Tarefa proposta ▸
Continue o texto sobre a reforma do ensino médio e a retirada da filosofia do currículo a partir da última frase apresentada.

Trecho do texto ▸
Ao que parece, o discurso da qualificação para o trabalho, conforme novas exigências do mercado, serviu como um dos elementos justificadores do movimento que principiou a reforma e a retirada da filosofia enquanto disciplina, propriamente dita, do currículo escolar médio, que parece vir como efeito colateral em ambas as situações. No contexto da atual reforma, há diversos parágrafos incluídos na lei que podem corroborar o pretenso intuito desta referida tese. Exemplos disso podem ser encontrados no § 7º do Art. 35, que atesta que “os currículos do ensino médio deverão considerar a formação integral do aluno, de maneira a adotar um trabalho voltado para a construção de seu projeto de vida e para sua formação nos aspectos físicos e cognitivos e socioemocionais.” (BRASIL, LDB, Lei 9.394/96). Também no Art. 36, há indicativo de que “o currículo do ensino médio será composto pela Base Nacional Comum Curricular (BNCC) e por itinerários formativos, que deverão ser organizados por meio da oferta de diferentes arranjos curriculares, conforme a relevância para o contexto local e a possibilidade dos sistemas (...)”. Os chamados itinerários formativos, como roteiros de atividades e conteúdo, permitem o aprofundamento em dada área do conhecimento com uma melhor orientação do que o aluno pretenderá seguir profissionalmente, a partir da autonomia para escolher o seu possível “projeto de vida”, qualquer que seja o caminho que ele optar, sendo o seu foco no ensino superior, ou na formação técnica profissionalizante ou ainda no empreendedorismo.
A Base Nacional Comum Curricular definirá direitos e objetivos de aprendizagem do ensino médio, conforme diretrizes do Conselho Nacional de Educação, nas seguintes áreas do conhecimento:
I – linguagens e suas tecnologias
II – matemática e suas tecnologias
III – ciências da natureza e suas tecnologias
IV – ciências humanas e sociais aplicadas
§ 1º A parte diversificada dos currículos de que trata o caput do art. 26, definida em cada sistema de ensino, deverá ser harmonizada à Base Nacional Comum Curricular e ser articulada a partir do contexto histórico, econômico, social, ambiental e cultural. (BRASIL, LDB, LEI N. 9.394/96).

Dados fornecidos ▸

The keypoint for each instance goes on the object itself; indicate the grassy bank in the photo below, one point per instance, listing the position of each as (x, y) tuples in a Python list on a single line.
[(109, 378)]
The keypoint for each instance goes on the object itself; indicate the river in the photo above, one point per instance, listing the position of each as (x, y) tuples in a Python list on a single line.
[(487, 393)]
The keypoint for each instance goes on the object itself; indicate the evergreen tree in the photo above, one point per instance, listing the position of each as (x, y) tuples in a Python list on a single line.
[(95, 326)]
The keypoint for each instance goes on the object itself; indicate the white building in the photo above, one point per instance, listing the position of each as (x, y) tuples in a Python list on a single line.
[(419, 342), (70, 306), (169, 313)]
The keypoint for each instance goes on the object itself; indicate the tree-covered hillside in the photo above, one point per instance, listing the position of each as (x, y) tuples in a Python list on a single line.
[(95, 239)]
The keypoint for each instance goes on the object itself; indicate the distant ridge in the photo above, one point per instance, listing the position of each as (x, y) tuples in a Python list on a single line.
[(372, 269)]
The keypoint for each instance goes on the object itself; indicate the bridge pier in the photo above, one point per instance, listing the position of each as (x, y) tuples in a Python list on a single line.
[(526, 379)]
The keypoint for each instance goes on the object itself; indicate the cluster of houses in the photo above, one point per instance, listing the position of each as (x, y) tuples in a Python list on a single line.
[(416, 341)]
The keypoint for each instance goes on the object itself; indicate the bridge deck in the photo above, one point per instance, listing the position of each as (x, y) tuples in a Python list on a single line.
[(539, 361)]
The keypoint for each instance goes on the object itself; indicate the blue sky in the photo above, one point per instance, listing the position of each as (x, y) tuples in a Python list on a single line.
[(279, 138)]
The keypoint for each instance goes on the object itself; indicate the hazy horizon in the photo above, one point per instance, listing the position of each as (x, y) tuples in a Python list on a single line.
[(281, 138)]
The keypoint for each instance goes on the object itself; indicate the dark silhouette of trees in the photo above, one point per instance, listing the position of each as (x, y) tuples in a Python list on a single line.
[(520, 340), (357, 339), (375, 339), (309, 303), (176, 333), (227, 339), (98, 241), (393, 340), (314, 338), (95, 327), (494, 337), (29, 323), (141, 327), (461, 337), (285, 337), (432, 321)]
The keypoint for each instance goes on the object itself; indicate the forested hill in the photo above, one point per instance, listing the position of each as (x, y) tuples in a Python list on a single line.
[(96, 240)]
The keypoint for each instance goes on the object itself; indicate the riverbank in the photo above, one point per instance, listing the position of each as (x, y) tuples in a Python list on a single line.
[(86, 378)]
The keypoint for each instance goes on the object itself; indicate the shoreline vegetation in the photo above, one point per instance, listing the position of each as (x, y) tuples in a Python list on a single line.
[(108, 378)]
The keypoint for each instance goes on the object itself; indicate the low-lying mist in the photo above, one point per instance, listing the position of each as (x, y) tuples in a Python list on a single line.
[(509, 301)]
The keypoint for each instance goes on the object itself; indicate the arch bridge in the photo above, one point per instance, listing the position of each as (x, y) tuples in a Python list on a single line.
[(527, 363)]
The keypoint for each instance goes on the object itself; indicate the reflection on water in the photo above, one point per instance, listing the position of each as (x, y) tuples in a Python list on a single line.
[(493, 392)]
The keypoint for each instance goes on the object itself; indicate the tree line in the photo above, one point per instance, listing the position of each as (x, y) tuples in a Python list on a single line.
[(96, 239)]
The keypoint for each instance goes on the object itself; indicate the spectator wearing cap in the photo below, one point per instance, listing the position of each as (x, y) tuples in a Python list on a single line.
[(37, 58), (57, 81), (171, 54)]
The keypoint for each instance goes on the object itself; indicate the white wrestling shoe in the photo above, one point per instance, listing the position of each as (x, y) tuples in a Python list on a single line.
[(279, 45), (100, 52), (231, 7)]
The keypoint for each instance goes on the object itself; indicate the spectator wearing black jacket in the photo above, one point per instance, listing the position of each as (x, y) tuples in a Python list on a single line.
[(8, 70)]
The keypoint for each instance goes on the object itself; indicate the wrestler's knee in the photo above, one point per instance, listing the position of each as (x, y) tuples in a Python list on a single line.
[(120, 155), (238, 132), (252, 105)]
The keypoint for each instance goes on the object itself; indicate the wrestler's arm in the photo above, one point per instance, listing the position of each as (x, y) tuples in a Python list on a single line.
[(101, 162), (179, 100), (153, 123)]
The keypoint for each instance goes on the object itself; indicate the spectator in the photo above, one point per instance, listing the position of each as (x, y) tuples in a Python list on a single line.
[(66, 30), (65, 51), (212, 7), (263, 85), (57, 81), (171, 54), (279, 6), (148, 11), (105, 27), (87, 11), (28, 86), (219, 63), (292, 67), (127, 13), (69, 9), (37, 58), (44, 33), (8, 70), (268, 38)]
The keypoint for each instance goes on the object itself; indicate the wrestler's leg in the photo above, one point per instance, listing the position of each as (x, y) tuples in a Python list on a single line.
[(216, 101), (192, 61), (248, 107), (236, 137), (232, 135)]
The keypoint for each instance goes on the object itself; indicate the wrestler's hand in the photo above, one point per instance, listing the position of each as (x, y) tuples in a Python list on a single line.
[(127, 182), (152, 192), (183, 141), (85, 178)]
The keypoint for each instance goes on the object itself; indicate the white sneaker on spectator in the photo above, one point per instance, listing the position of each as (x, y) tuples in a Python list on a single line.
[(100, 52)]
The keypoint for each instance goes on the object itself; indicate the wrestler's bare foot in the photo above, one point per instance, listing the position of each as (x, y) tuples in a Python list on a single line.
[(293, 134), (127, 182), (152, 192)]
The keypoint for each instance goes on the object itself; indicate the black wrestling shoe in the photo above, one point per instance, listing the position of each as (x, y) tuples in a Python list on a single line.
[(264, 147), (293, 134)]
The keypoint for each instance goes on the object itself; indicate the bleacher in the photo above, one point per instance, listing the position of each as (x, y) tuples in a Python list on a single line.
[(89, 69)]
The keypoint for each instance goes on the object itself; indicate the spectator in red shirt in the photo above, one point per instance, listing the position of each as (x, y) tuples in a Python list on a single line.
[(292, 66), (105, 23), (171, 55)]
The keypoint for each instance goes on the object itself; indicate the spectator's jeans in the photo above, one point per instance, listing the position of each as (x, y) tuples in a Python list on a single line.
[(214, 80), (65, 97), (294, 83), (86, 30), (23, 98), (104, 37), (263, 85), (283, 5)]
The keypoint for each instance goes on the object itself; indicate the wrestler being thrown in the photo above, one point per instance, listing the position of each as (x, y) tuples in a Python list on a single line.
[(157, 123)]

Resultado obtido ▸
Assim, conforme a nova base curricular, a organização, definição e oferta dos itinerários formativos ficarão a cargo dos sistemas de ensino e das redes escolares, considerando particularidades regionais e estruturais, bem como a demanda e o interesse dos alunos. Portanto, no que concerne à presença da filosofia no currículo, esta orientação pode representar um alento, conforme o que se depreende do excerto abaixo.
A BNCC não exclui a filosofia nem dá diretrizes rígidas para a sua configuração no Ensino Médio. Ela mesma afirma explicitamente não constituir- se no currículo dessa fase formativa, mas apenas na definição das suas aprendizagens essenciais. O fato de a filosofia ter deixado de ser disciplina obrigatória não significa que ela tenha saído do currículo nem que precise sair. O futuro da unidade curricular de filosofia ainda é incerto, pois a BNCC permite que ele seja decidido nas instâncias estaduais e municipais e mesmo nas escolas. (SAVIAN FILHO et. all, S/D).
Nesta nova conjuntura, além das aulas tradicionais ligadas à base comum, é possível que se abra um campo de possibilidades onde as unidades curriculares, incluindo-se aí a própria filosofia, ligadas aos itinerários formativos, possam ser apresentadas de maneira diferenciada, seja através de projetos, oficinas, seminários, ou outras atividades e práticas contextualizadas. Assim, a permanência da filosofia no currículo escolar médio, com protagonismo, exigirá esforços de diversos atores envolvidos no processo educativo.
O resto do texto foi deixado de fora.